Entries from an annotation dataset
━━━━━━━━━━━━━━━━

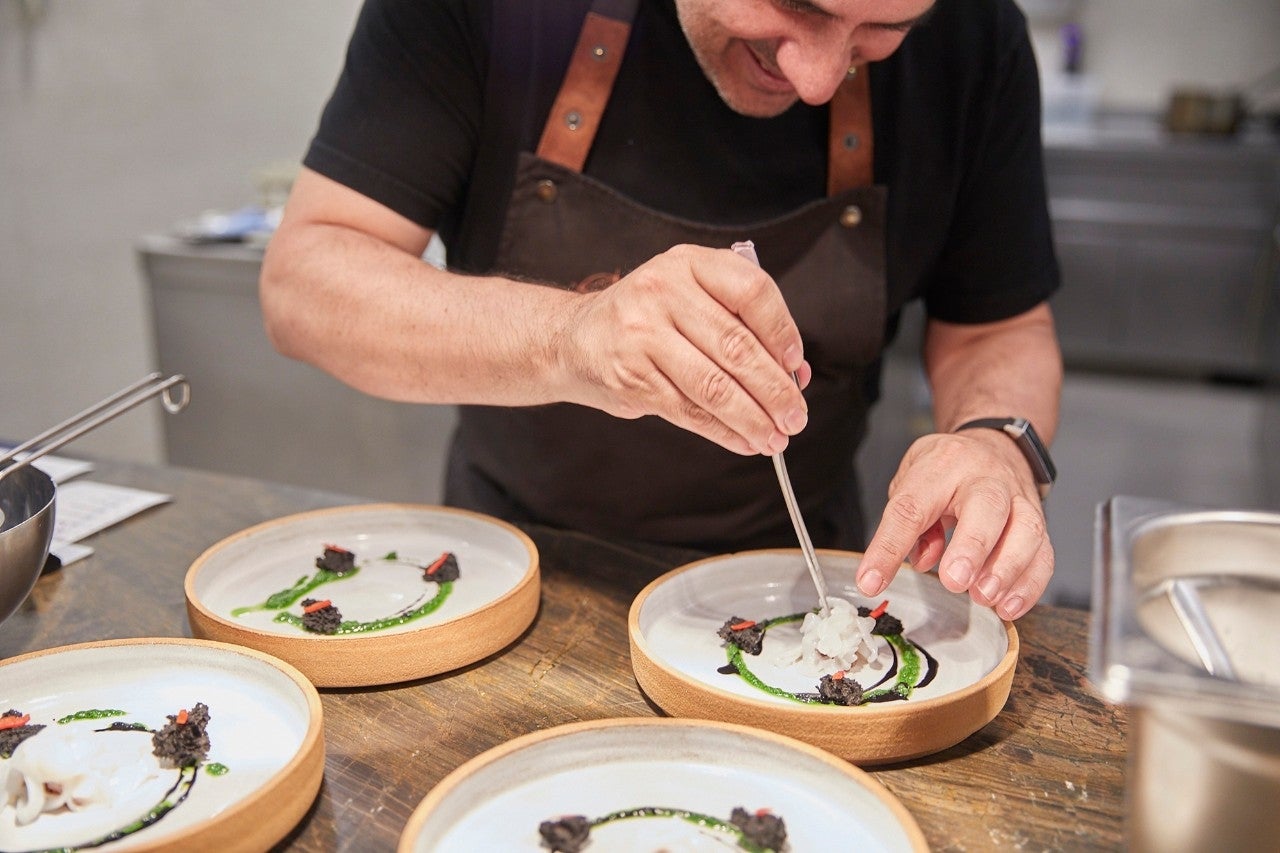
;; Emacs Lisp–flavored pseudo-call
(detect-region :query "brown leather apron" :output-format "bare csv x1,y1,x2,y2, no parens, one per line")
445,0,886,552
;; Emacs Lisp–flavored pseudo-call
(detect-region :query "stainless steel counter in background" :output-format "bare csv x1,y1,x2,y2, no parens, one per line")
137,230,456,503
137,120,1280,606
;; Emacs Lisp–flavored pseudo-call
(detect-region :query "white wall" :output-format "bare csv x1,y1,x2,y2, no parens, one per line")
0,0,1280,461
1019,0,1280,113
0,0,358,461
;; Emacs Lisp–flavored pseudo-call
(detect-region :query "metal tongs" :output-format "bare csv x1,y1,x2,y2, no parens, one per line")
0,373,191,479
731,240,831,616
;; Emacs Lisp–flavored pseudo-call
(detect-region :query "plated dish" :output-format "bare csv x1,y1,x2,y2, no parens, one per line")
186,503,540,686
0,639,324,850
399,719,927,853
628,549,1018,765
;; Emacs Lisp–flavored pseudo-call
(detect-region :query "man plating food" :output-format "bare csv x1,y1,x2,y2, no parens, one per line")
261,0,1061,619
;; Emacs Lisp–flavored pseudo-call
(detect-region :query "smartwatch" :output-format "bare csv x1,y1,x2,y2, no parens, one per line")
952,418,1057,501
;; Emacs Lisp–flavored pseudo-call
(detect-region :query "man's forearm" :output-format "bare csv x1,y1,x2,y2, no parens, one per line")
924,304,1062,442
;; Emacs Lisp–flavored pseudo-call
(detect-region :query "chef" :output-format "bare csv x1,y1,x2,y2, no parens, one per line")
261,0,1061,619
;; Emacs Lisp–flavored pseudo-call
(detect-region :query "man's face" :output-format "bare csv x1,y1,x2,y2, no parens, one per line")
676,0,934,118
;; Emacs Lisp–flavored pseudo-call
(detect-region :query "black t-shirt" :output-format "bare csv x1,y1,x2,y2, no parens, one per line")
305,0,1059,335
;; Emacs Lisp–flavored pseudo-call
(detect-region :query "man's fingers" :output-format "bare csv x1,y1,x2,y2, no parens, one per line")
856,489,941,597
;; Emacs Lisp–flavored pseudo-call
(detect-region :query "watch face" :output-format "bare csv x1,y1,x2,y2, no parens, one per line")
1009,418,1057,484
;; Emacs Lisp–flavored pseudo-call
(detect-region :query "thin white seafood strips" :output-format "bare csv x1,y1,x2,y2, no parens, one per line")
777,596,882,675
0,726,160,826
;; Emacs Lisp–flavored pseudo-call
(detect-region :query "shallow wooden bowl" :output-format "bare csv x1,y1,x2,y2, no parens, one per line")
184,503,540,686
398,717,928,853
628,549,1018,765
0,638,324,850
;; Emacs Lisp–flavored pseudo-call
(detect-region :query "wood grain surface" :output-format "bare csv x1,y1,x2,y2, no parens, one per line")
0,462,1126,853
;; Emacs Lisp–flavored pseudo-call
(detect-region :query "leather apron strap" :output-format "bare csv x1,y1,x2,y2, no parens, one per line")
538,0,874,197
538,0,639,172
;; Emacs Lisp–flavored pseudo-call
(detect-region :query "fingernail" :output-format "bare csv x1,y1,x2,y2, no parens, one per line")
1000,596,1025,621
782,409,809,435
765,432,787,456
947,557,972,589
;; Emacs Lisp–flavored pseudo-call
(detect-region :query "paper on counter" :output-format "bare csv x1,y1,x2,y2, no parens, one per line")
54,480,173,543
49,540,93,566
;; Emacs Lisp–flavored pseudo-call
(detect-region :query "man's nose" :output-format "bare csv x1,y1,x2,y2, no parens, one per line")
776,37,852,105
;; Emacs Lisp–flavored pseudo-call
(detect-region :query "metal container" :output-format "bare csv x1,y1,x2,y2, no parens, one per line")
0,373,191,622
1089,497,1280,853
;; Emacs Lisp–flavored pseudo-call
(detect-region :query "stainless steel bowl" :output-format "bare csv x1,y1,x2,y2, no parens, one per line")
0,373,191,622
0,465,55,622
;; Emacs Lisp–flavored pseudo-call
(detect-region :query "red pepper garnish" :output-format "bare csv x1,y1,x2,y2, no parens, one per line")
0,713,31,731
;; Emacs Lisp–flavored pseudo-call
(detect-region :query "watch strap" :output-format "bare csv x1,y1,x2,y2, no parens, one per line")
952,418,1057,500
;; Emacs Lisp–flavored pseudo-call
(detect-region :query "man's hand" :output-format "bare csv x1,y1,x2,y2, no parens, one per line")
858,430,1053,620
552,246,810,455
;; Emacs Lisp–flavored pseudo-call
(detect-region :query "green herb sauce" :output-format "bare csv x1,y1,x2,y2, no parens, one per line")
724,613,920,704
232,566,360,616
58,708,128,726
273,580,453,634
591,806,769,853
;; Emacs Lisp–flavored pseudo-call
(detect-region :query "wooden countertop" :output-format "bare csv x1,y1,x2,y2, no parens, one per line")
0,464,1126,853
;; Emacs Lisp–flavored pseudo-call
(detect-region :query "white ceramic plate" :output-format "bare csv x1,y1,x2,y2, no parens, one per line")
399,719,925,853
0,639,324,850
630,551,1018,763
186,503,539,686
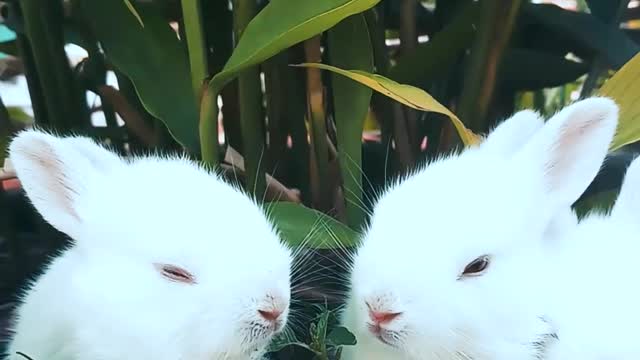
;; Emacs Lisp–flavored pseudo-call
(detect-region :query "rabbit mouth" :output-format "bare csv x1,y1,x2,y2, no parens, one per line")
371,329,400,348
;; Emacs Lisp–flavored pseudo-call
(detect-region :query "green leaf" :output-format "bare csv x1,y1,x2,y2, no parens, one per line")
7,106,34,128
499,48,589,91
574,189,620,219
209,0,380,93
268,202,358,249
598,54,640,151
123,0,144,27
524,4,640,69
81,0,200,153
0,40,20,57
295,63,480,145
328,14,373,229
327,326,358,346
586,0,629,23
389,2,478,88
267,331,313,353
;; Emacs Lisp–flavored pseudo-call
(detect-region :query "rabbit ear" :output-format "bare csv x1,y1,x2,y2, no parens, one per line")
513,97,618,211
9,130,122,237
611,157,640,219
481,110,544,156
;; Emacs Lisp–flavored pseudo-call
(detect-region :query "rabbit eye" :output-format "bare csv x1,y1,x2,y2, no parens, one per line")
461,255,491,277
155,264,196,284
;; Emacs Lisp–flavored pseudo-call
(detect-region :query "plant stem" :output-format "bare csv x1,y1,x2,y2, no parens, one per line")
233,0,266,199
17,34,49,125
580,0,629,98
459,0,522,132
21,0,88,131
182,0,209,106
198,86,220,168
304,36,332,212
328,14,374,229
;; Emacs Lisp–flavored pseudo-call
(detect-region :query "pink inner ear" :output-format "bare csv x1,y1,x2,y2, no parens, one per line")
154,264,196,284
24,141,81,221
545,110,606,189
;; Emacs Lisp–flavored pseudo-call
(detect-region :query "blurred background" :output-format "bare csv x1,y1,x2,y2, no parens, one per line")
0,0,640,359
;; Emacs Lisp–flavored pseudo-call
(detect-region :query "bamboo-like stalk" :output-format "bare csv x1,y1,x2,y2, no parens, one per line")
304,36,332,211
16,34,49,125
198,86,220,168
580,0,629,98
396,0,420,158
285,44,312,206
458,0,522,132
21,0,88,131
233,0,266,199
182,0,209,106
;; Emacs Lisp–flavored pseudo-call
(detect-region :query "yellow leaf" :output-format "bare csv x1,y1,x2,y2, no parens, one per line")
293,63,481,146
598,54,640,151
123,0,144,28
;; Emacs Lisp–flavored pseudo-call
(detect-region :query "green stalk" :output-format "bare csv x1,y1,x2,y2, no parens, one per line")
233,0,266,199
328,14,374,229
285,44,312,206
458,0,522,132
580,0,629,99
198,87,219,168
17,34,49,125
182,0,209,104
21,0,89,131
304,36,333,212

━━━━━━━━━━━━━━━━

Express all of the material as a two-column CSV headed call and boxes, with one row for each comment-plus-detect-region line. Put those lines and the coordinate lines under them each in a single quoted field with line breaks turned into spaces, and leave out the pictures.

**Correct result**
call,boxes
";; Emacs Lisp–flavored pseudo-call (detect-region :query ""brown leather apron"" :output-format ""bare csv x1,y1,x2,y2, no parens, one per line"")","445,0,886,552"
";; Emacs Lisp–flavored pseudo-call (detect-region :query ""stainless steel counter in background"" :output-format ""bare csv x1,y1,x2,y2, no parens, one per line"")","137,230,456,503 137,120,1280,606"
";; Emacs Lisp–flavored pseudo-call (detect-region :query ""white wall"" :output-format ""bare csv x1,y1,x2,y2, no parens, one per line"")","0,0,1280,461 1019,0,1280,113 0,0,358,461"
";; Emacs Lisp–flavored pseudo-call (detect-region :query ""metal tongs"" :output-format ""bare csv x1,y1,x2,y2, no parens, one per line"")","0,373,191,479 731,240,831,616"
";; Emacs Lisp–flavored pseudo-call (detect-region :query ""plated dish"" :output-format ""bare csv x1,y1,x2,y2, no parens, one per line"")","186,503,540,686 0,639,324,850 399,719,927,853 628,549,1018,765"
";; Emacs Lisp–flavored pseudo-call (detect-region :query ""man plating food"" :output-format ""bare csv x1,y1,x2,y2, no parens, one per line"")","261,0,1061,619"
";; Emacs Lisp–flavored pseudo-call (detect-region :query ""smartwatch"" :output-format ""bare csv x1,y1,x2,y2, no parens, one per line"")","952,418,1057,501"
";; Emacs Lisp–flavored pseudo-call (detect-region :query ""man's forearm"" :output-format ""bare csv x1,y1,x2,y2, no parens, one per line"")","924,304,1062,442"
";; Emacs Lisp–flavored pseudo-call (detect-region :query ""chef"" :output-format ""bare csv x1,y1,x2,y2, no parens, one per line"")","261,0,1061,619"
";; Emacs Lisp–flavored pseudo-call (detect-region :query ""man's face"" :output-format ""bare csv x1,y1,x2,y2, no parens, one per line"")","676,0,934,118"
";; Emacs Lisp–flavored pseudo-call (detect-region :query ""black t-shirt"" :output-format ""bare csv x1,y1,x2,y2, no parens, one per line"")","305,0,1059,335"
";; Emacs Lisp–flavored pseudo-call (detect-region :query ""man's fingers"" :output-format ""bare csv x1,y1,x2,y2, no parens, one per line"")","856,489,941,597"
";; Emacs Lisp–flavored pseudo-call (detect-region :query ""watch face"" :output-format ""bare csv x1,y1,x2,y2, no parens, one per line"")","1009,418,1057,484"
";; Emacs Lisp–flavored pseudo-call (detect-region :query ""thin white seafood strips"" :output-format ""bare csv x1,y1,x2,y2, no parens, one per line"")","777,596,882,675 0,726,160,826"
";; Emacs Lisp–flavored pseudo-call (detect-region :query ""shallow wooden bowl"" :output-format ""bare csv x1,y1,x2,y2, no parens, one per line"")","184,503,540,686 398,717,928,853 628,549,1018,765 0,638,324,850"
";; Emacs Lisp–flavored pseudo-call (detect-region :query ""wood grain surface"" :output-format ""bare csv x1,y1,x2,y2, no parens, one per line"")","0,462,1126,853"
";; Emacs Lisp–flavored pseudo-call (detect-region :query ""leather apron strap"" :output-format ""bare csv x1,y1,x2,y2, no parens, one per line"")","538,0,874,197 538,0,639,172"
";; Emacs Lisp–flavored pseudo-call (detect-region :query ""fingernail"" :output-format ""bare csv x1,y1,x2,y2, no parens, one per line"")","1000,596,1025,621 782,409,809,435 765,432,787,456 947,557,972,589"
";; Emacs Lisp–flavored pseudo-call (detect-region :query ""paper on counter"" :output-format ""bare csv x1,y1,x2,y2, no parens, one per line"")","54,480,173,543 49,540,93,566"
";; Emacs Lisp–flavored pseudo-call (detect-region :query ""man's nose"" :output-format ""bare csv x1,y1,x2,y2, no parens, one per line"")","776,37,852,105"
";; Emacs Lisp–flavored pseudo-call (detect-region :query ""metal container"" :output-format ""bare csv x1,y1,x2,y2, no parens, one per line"")","0,373,191,622 1089,497,1280,853"
";; Emacs Lisp–flavored pseudo-call (detect-region :query ""stainless steel bowl"" :output-format ""bare csv x1,y1,x2,y2, no parens, one per line"")","0,373,191,622 0,465,55,622"
";; Emacs Lisp–flavored pseudo-call (detect-region :query ""red pepper garnish"" :output-format ""bare csv x1,y1,x2,y2, no parens, one per line"")","0,713,31,731"
";; Emacs Lisp–flavored pseudo-call (detect-region :query ""watch strap"" :output-format ""bare csv x1,y1,x2,y2, no parens, one per line"")","952,418,1057,500"
";; Emacs Lisp–flavored pseudo-call (detect-region :query ""man's hand"" :output-format ""bare csv x1,y1,x2,y2, no parens, one per line"")","858,430,1053,620 552,246,810,455"
";; Emacs Lisp–flavored pseudo-call (detect-region :query ""green herb sauce"" :output-format ""bare csv x1,y1,x2,y2, no parens, one per line"")","724,613,920,704 232,566,360,616 58,708,128,726 273,580,453,634 591,806,769,853"
";; Emacs Lisp–flavored pseudo-call (detect-region :query ""wooden countertop"" :output-format ""bare csv x1,y1,x2,y2, no parens, one per line"")","0,464,1126,853"
";; Emacs Lisp–flavored pseudo-call (detect-region :query ""white ceramic plate"" :output-format ""bare csv x1,y1,x2,y2, no parens, one per line"")","399,719,925,853 0,639,324,850 630,551,1018,763 186,503,539,686"
";; Emacs Lisp–flavored pseudo-call (detect-region :query ""rabbit mouth"" :output-format ""bare csv x1,y1,x2,y2, no parens, one per line"")","371,329,400,348"
";; Emacs Lisp–flavored pseudo-call (detect-region :query ""green leaf"" :output-format ""bare csv x1,y1,x2,y2, no parens, one per line"")","7,106,34,128 499,48,589,91 574,189,620,219 209,0,380,93 268,202,358,249 598,54,640,151 123,0,144,27 524,4,640,69 81,0,200,153 0,40,20,57 295,63,480,145 328,14,373,229 327,326,358,346 586,0,629,23 389,2,478,88 267,331,313,353"
";; Emacs Lisp–flavored pseudo-call (detect-region :query ""rabbit ear"" :output-format ""bare csv x1,y1,x2,y2, no parens, one per line"")","513,97,618,211 9,130,122,237 611,157,640,219 481,110,544,156"
";; Emacs Lisp–flavored pseudo-call (detect-region :query ""rabbit eye"" :output-format ""bare csv x1,y1,x2,y2, no parens, one per line"")","461,255,491,277 155,264,196,284"
";; Emacs Lisp–flavored pseudo-call (detect-region :query ""plant stem"" :output-format ""bare csv x1,y1,x2,y2, no parens, one per line"")","233,0,266,199 17,34,49,125 580,0,629,98 459,0,522,132 21,0,88,131 182,0,209,106 198,86,220,168 304,36,332,212 328,14,374,229"
";; Emacs Lisp–flavored pseudo-call (detect-region :query ""pink inner ear"" :output-format ""bare csv x1,y1,x2,y2, no parens, one per line"")","154,264,196,284 24,141,81,221 545,110,606,189"
";; Emacs Lisp–flavored pseudo-call (detect-region :query ""blurred background"" :output-format ""bare csv x1,y1,x2,y2, no parens, one per line"")","0,0,640,359"
";; Emacs Lisp–flavored pseudo-call (detect-region :query ""bamboo-like stalk"" :output-format ""bare csv x1,y1,x2,y2, no parens, one per line"")","304,36,332,211 16,34,49,125 198,86,220,168 580,0,629,98 396,0,420,158 285,44,312,206 458,0,522,132 21,0,88,131 233,0,266,199 182,0,209,106"
";; Emacs Lisp–flavored pseudo-call (detect-region :query ""yellow leaf"" :output-format ""bare csv x1,y1,x2,y2, no parens, one per line"")","293,63,481,146 598,54,640,151 123,0,144,28"
";; Emacs Lisp–flavored pseudo-call (detect-region :query ""green stalk"" :output-format ""bare csv x1,y1,x2,y2, no parens, one per line"")","233,0,266,199 328,14,374,229 285,44,312,206 458,0,522,132 580,0,629,99 198,87,219,168 17,34,49,125 182,0,209,104 21,0,89,131 304,36,333,212"